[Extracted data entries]
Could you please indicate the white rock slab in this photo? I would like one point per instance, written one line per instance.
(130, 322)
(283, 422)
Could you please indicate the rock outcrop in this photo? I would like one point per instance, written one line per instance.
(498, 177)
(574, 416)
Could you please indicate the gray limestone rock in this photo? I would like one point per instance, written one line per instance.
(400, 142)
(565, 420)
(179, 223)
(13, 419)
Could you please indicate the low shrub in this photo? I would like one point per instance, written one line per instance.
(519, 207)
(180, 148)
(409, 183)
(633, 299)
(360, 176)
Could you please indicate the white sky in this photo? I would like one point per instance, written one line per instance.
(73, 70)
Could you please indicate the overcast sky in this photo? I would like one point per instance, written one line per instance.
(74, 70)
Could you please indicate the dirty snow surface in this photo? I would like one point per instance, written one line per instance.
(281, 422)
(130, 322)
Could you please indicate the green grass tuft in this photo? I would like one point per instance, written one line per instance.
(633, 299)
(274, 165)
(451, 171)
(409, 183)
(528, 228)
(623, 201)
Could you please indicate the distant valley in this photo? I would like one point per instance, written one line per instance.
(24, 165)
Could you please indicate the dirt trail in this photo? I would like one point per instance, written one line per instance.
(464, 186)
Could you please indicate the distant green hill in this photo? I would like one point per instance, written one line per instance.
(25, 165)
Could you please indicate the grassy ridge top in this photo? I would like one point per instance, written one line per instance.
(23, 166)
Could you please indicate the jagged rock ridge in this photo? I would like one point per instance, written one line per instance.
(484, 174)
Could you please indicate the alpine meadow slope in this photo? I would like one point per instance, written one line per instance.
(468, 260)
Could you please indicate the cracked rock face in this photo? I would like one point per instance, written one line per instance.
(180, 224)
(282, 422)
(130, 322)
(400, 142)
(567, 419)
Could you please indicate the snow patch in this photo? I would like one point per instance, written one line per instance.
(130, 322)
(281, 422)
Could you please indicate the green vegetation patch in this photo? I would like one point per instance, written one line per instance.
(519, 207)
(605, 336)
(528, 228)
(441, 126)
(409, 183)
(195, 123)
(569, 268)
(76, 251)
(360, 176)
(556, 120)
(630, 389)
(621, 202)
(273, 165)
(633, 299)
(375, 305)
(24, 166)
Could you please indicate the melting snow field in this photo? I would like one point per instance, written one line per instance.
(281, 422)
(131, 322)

■ **Exercise**
Word for word, set down all the lines above.

■ **Solution to this exercise**
Could you please indicate the white rock slab in this photo? I would like one point per instance, written one line per instance.
(130, 322)
(283, 422)
Could you please indicate the rock outcrop in this photo? I would like one point per instance, written one line per instance.
(498, 177)
(574, 416)
Could you please indicate the gray limestone rock in this photo? I would like one point per instance, written one line per instance.
(400, 142)
(565, 420)
(179, 223)
(13, 419)
Could you please indicate the low shrub in this photo? I would like one point per instance, written one line per instance.
(519, 207)
(180, 148)
(409, 183)
(633, 299)
(360, 176)
Could you please indicate the white sky in this photo? I would like one point per instance, written one line per instance.
(73, 70)
Could you please indicate the overcast sky in this photo? I would like one point per instance, written one line per instance.
(74, 70)
Could you please indicate the dirty snow surface in this photo? I would like one point per instance, written one line per instance.
(281, 422)
(130, 322)
Could you please indicate the green grass tuft in this photo? I would like one point per instance, written one line per instance.
(633, 299)
(274, 165)
(451, 171)
(409, 183)
(528, 228)
(623, 201)
Could you please indicate the distant valley in this photo? I would like one point per instance, written one line per instance.
(24, 165)
Could you please indicate the dirt trail in this photo? I would like one point per instance, written one line per instance.
(464, 186)
Could you please indicate the distant green hill in this photo? I would like one point per instance, written one line per instance.
(25, 165)
Could you please indicate the grassy ridge top in this photo? I would like one point per instance, written one line per instance.
(23, 166)
Could you please indicate the jagged rock ridge in this photo? I would like one point per instance, written one line per instance.
(484, 174)
Could you please indicate the alpine meadow slope in this photo? I would like one point per instance, written one line per instance.
(468, 260)
Could you please indicate the cracked rock face in this photo? I would like one point per instance, written one line per instance.
(180, 224)
(282, 422)
(130, 322)
(400, 142)
(567, 419)
Could you please indicate the snow patch in this photo? I would like one point per instance, written one line per instance.
(130, 322)
(281, 422)
Could you please indicate the green vegetation patch in this photo? I would like one point per instance, written one line per instance.
(519, 207)
(605, 336)
(528, 228)
(441, 126)
(409, 183)
(195, 123)
(569, 268)
(76, 251)
(360, 176)
(556, 120)
(630, 389)
(621, 202)
(273, 165)
(633, 299)
(375, 305)
(24, 166)
Could you please indicate the melting snow field in this photo? I would like one point per instance, written one line per instance.
(281, 422)
(131, 322)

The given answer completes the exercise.